TASK INSTRUCTIONS
Convert the data below into a JSON list of strings, one string per line, leaving out blank lines.
-- START OF MATERIAL FOR THE TASK --
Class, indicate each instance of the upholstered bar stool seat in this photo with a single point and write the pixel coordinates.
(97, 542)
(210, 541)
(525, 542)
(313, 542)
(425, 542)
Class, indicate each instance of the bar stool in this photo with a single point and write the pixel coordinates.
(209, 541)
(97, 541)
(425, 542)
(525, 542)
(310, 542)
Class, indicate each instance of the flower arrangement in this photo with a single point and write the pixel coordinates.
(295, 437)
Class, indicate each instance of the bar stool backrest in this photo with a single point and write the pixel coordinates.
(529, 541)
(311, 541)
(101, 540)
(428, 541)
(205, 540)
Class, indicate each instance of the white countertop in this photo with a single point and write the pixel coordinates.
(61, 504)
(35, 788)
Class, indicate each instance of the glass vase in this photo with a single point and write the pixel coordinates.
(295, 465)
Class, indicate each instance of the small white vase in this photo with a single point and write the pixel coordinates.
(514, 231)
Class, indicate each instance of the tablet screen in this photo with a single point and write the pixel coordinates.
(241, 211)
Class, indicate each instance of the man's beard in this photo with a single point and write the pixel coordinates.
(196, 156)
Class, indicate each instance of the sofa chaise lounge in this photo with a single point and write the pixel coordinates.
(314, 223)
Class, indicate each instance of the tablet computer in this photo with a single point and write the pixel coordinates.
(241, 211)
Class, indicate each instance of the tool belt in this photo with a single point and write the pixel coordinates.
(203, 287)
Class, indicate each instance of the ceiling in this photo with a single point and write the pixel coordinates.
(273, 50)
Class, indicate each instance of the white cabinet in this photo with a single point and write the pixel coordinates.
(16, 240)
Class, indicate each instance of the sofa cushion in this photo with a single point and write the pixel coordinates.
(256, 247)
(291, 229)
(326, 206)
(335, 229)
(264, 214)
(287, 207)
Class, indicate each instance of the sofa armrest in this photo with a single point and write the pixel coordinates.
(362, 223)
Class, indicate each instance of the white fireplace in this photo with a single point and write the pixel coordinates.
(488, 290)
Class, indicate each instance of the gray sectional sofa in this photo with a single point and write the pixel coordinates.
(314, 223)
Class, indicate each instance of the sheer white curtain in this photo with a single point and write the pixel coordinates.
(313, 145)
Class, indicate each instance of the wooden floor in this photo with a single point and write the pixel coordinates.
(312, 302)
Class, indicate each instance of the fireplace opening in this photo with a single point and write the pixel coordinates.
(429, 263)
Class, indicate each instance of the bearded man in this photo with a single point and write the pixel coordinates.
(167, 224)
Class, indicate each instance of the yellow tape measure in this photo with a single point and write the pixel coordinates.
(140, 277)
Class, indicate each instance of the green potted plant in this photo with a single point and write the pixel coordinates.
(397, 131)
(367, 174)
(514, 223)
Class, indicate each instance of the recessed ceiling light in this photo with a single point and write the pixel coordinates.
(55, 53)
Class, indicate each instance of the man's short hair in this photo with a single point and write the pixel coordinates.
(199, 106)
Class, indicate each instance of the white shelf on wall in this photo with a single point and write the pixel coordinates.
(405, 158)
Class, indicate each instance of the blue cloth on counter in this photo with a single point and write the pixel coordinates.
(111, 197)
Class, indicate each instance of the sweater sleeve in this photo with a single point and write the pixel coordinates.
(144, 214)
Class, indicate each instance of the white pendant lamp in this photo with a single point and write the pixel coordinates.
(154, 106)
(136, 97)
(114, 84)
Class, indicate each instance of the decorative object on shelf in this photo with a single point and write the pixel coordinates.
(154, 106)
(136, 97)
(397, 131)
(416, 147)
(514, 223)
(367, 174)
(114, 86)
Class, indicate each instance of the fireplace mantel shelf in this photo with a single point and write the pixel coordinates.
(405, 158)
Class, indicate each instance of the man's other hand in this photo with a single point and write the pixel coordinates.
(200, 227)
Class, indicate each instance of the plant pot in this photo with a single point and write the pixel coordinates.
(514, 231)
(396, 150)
-- END OF MATERIAL FOR THE TASK --
SOLUTION BELOW
[
  "Class, indicate each instance of the upholstered bar stool seat in this photo with a single point and write the pixel coordinates.",
  "(97, 542)",
  "(210, 541)",
  "(525, 542)",
  "(313, 542)",
  "(425, 542)",
  "Class, indicate each instance of the bar stool in this photo with a single point and write the pixel coordinates.",
  "(209, 541)",
  "(97, 541)",
  "(425, 542)",
  "(525, 542)",
  "(310, 542)",
  "Class, indicate each instance of the flower arrangement in this photo with a single point and write the pixel coordinates.",
  "(295, 437)",
  "Class, indicate each instance of the bar stool backrest in this photo with a single point and write the pixel coordinates.",
  "(529, 541)",
  "(311, 541)",
  "(101, 540)",
  "(428, 541)",
  "(205, 540)",
  "Class, indicate each instance of the white countertop in this photo with a single point and write the pixel coordinates.",
  "(61, 504)",
  "(35, 788)",
  "Class, indicate each instance of the glass vase in this photo with a single point and write the pixel coordinates.",
  "(295, 465)",
  "Class, indicate each instance of the small white vase in this photo with a single point and write the pixel coordinates.",
  "(514, 231)",
  "Class, indicate each instance of the tablet screen in this photo with a single point and write the pixel coordinates.",
  "(241, 211)",
  "Class, indicate each instance of the man's beard in this photo with a single point and write the pixel coordinates.",
  "(196, 156)",
  "Class, indicate each instance of the sofa chaise lounge in this photo with a single point and write the pixel coordinates.",
  "(314, 223)",
  "Class, indicate each instance of the tablet computer in this photo with a single point and write the pixel coordinates.",
  "(241, 211)",
  "Class, indicate each instance of the tool belt in this photo with a single point and write the pixel coordinates.",
  "(203, 287)",
  "Class, indicate each instance of the ceiling in this photo with a single point and write the pixel coordinates.",
  "(273, 50)",
  "Class, indicate each instance of the white cabinet in this photo with a single point and write the pixel coordinates.",
  "(16, 240)",
  "Class, indicate each instance of the sofa cushion in this photo with a single point and write the pixel coordinates.",
  "(256, 247)",
  "(291, 229)",
  "(326, 206)",
  "(335, 229)",
  "(264, 214)",
  "(287, 207)",
  "Class, indicate each instance of the sofa armrest in this photo with a single point and write the pixel coordinates.",
  "(362, 223)",
  "Class, indicate each instance of the white fireplace in this photo with a single point and write the pixel coordinates.",
  "(488, 290)",
  "Class, indicate each instance of the gray sectional sofa in this photo with a single point and write the pixel coordinates.",
  "(314, 223)",
  "Class, indicate each instance of the sheer white curtain in this photo with a single point and write the pixel coordinates.",
  "(313, 145)",
  "Class, indicate each instance of the wooden floor in this photo with a single point and write the pixel coordinates.",
  "(312, 302)",
  "Class, indicate each instance of the fireplace opening in this photo with a single point and write the pixel coordinates.",
  "(429, 263)",
  "Class, indicate each instance of the bearded man in this photo with a single point and write the pixel coordinates.",
  "(167, 224)",
  "Class, indicate each instance of the yellow tape measure in this photo with a single point and write the pixel coordinates.",
  "(140, 277)",
  "Class, indicate each instance of the green potted plant in this photo with a single point and write the pixel coordinates.",
  "(397, 131)",
  "(367, 174)",
  "(514, 223)",
  "Class, indicate each instance of the recessed ceiling light in this photo with a single point and write the pixel coordinates.",
  "(55, 53)",
  "Class, indicate each instance of the man's short hair in this photo with a single point and write the pixel coordinates.",
  "(199, 106)",
  "Class, indicate each instance of the white shelf on wall in this photo with a single point and write the pixel coordinates.",
  "(405, 158)",
  "Class, indicate each instance of the blue cloth on counter in this photo with a single point and write the pixel coordinates.",
  "(111, 197)",
  "Class, indicate each instance of the sweater sleeve in this photo with a single point and write the pixel coordinates.",
  "(144, 214)",
  "Class, indicate each instance of the white pendant lamp in this photo with a single point and write the pixel coordinates.",
  "(154, 106)",
  "(136, 97)",
  "(114, 84)",
  "Class, indicate each instance of the decorative object on shelf in this photo with a single point and write the pixel coordinates.",
  "(154, 106)",
  "(136, 97)",
  "(397, 131)",
  "(416, 147)",
  "(514, 223)",
  "(367, 174)",
  "(114, 86)",
  "Class, indicate each instance of the fireplace mantel shelf in this photo with a single point and write the pixel coordinates.",
  "(405, 158)",
  "Class, indicate each instance of the man's other hand in this photo with a single point and write the pixel coordinates.",
  "(200, 227)",
  "Class, indicate each instance of the plant pot in this photo with a single point and write the pixel coordinates.",
  "(514, 231)",
  "(396, 150)"
]